What needs to be done:
Revise the lines starting at the one that contains "[mark] the green" and ending with the last line, replacing "riverbank" with "bank" and leaving everything else unchanged. Return only those lines.

Excerpted data:
• • •

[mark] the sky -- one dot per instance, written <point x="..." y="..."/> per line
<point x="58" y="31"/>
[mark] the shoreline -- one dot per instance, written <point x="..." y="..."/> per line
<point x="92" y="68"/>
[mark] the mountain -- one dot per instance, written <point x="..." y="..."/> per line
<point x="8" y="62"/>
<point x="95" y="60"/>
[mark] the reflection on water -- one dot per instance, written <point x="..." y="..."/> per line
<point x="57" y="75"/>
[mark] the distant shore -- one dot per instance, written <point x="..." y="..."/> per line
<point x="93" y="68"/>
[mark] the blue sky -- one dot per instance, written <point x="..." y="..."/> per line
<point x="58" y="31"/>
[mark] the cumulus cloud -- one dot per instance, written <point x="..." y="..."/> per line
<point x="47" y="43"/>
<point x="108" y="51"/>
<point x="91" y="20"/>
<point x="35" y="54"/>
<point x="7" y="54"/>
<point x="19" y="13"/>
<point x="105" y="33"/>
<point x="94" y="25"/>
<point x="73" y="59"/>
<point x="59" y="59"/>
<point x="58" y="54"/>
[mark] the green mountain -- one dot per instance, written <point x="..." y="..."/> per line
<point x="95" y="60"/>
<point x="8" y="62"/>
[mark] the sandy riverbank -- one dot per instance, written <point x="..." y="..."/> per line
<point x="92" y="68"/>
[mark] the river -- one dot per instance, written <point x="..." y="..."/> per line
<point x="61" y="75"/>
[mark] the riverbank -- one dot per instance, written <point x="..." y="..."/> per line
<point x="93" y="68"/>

• • •

Task result:
[mark] the green mountain -- one dot per instance, written <point x="..." y="..."/> per line
<point x="95" y="60"/>
<point x="8" y="62"/>
[mark] the sandy bank -- one dot per instance, written <point x="..." y="..."/> per line
<point x="92" y="68"/>
[mark] the river -- one dot per instance, written <point x="..." y="..."/> per line
<point x="61" y="75"/>
[mark] the bank -- one dot per instance, written <point x="..." y="..."/> per line
<point x="93" y="68"/>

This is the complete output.